Yvette Nicole Brown
Regarding stuff that really matters…
Yvette Nicole Brown Has Something to Say
Yvette Nicole Brown has worked on numerous commercials, movies and television shows, but there’s just something rare about her current series Community with Chevy Chase and Joel McHale. Brown plays a Christian on the hit show and talks about how her personal faith informs the character. She also opens up about everything from scholarships to social media, an intervention staged by friends prior to moving to Los Angeles, and why no matter what, she knows everything is going to be okay.
Interviewed exclusively for Risen Magazine
Risen Magazine: What was your family like growing up, were they supportive of you going into acting? Did they have hesitations about it?
Yvette Nicole Brown: My mom was very supportive a long as I continued to do well in school. I grew up kind of poor, so my whole goal through high school was to get a scholarship because unless I got a scholarship, I wouldn’t have been able to go to college. [Yvette did get a scholarship to the University of Akron]. I started off as a singer so when I was doing talent shows and what not when I was in high school, my mom was like, “You can pursue this as much as you want as long as your grades don’t slip.” And then the same deal came in college when she said, “You can do anything you want creatively, as long you keep your scholarship and keep your grades up.” So that was the tradeoff. I kept my grades up, and she always came to all my shows. She comes to the set of Community now – she’s always been ridiculously supportive.
RM: Whether someone went to a community or four-year college, public or private, come graduation time everyone has some pretty interesting experiences to share, what about you, what was your college experience like?
YNB: I was one of those people that tried to get involved in everything. I worked at the radio station, I was a Campus Ambassador – those were the people that gave tours on campus – I worked with the Admissions department, I pledged a sorority… I never knew which opportunity was going to give me what I needed to further my life. I wanted to be well-rounded, so I kind of just jumped into everything.
As far as graduating – it’s so funny – I just went back to my college to receive an award. And I talked to a lot of groups of kids and the ones that I found the most fascinating to talk to were the seniors, because they were terrified. There was this feeling of, “Okay, now what?” I told them, and I believe, that the feeling of now what? is where the magic is. The idea of having your entire life ahead of you and being able to do anything with it – it’s just magical. And so I told them, “Feel the terror of the moment, but then toss the terror aside and go boldly into your future, knowing it can be anything you want it to be.” Right when you’re 22 going out in the world is the most amazing time of your life.
The idea of having your entire life ahead of you and being able to do anything with it – it’s just magical.
RM: Speaking of going out in the world, what was your thought process like when you decided to move to LA?

━━━━━━━━━━━━━━━━━━━━

Written problem 1 —
According to the interview, which university gave Yvette Nicole Brown a scholarship?
The interview text and the records that follow it come from unrelated sources.

Stored data —
━━━━━━━━━━━━━━━━━━━━

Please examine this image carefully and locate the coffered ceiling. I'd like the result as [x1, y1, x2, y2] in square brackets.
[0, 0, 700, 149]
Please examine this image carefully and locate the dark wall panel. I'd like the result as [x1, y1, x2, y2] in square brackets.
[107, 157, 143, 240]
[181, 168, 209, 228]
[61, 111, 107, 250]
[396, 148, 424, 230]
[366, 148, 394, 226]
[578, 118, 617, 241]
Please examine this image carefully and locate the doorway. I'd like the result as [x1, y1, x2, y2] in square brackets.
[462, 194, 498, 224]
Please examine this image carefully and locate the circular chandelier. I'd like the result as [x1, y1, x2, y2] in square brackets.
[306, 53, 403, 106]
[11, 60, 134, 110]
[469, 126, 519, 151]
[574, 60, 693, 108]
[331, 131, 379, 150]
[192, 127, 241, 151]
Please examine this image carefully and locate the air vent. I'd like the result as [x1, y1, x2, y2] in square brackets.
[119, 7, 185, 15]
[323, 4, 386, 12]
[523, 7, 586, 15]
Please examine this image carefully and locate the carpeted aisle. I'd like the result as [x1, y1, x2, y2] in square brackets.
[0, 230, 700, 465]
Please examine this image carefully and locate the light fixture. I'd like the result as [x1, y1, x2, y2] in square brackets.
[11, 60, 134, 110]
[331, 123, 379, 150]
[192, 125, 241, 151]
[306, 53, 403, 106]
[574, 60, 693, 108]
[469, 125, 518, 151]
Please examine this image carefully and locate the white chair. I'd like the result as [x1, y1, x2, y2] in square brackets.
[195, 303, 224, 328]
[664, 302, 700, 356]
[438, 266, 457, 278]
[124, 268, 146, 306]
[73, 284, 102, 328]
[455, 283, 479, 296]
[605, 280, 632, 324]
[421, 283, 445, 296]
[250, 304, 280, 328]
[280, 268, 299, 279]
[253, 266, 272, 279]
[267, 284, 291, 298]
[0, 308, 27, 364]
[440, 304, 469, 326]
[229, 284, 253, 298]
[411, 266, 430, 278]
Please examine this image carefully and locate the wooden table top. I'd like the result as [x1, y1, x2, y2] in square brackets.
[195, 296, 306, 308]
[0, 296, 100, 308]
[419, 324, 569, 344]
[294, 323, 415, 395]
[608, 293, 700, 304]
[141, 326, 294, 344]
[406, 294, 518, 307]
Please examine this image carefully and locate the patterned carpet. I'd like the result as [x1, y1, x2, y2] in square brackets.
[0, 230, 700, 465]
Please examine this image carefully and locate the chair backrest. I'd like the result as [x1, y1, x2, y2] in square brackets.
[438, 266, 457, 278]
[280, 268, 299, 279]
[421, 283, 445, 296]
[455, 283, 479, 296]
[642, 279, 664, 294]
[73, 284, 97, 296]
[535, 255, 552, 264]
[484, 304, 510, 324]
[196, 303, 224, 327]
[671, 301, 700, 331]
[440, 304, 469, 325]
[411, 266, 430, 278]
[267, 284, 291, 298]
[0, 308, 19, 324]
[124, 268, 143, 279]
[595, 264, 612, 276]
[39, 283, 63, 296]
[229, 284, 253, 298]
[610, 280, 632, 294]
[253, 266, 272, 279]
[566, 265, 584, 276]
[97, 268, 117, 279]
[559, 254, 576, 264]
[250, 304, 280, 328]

━━━━━━━━━━━━━━━━━━━━

Written problem 2 —
Reproduce the records from their beginning through the line containing "[578, 118, 617, 241]", substituting "wooden wall panel" for "dark wall panel" and leaving all else unchanged; return only those lines.

Expected output 1 —
The University of Akron.

Expected output 2 —
Please examine this image carefully and locate the coffered ceiling. I'd like the result as [x1, y1, x2, y2] in square brackets.
[0, 0, 700, 149]
Please examine this image carefully and locate the wooden wall panel. I'd like the result as [x1, y1, x2, y2] in square brackets.
[107, 157, 143, 240]
[181, 168, 209, 228]
[61, 111, 107, 250]
[396, 148, 424, 230]
[366, 148, 394, 226]
[578, 118, 617, 241]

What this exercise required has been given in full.